Reproduce without any change the stretch of entries from the line containing "the white porch" through the end of the entries.

○ ○ ○

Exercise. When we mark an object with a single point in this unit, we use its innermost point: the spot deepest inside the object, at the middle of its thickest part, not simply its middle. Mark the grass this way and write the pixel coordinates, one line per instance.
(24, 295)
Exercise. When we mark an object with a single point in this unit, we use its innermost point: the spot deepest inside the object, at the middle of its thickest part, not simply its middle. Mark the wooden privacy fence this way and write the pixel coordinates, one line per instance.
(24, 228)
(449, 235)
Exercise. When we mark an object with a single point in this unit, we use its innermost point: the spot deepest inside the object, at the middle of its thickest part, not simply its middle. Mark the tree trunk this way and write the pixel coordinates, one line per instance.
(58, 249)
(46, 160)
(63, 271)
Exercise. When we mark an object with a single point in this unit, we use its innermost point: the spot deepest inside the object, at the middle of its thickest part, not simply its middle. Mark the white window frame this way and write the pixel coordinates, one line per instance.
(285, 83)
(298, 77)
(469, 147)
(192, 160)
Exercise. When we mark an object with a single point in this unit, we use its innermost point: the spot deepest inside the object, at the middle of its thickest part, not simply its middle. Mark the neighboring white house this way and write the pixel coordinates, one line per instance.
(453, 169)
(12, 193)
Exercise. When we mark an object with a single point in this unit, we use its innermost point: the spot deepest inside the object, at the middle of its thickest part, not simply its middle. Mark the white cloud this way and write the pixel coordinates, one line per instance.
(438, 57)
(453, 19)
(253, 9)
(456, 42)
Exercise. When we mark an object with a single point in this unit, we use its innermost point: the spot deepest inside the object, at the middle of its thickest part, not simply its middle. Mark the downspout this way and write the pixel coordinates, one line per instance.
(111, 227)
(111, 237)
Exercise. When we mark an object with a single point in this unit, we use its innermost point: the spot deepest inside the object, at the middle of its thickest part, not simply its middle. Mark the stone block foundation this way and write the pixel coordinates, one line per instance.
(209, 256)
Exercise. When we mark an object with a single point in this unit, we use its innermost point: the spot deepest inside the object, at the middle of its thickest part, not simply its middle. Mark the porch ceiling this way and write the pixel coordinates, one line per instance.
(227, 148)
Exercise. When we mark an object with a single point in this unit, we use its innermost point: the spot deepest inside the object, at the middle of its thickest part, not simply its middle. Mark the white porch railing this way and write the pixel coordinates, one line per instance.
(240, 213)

○ ○ ○

**Exercise response**
Exercise. When we mark an object with a single point in this unit, we use its innermost point: the spot deepest inside the object, at the middle of its thickest part, not simply its middle. Mark the white porch railing this way and write the pixel coordinates, one line per instance.
(240, 213)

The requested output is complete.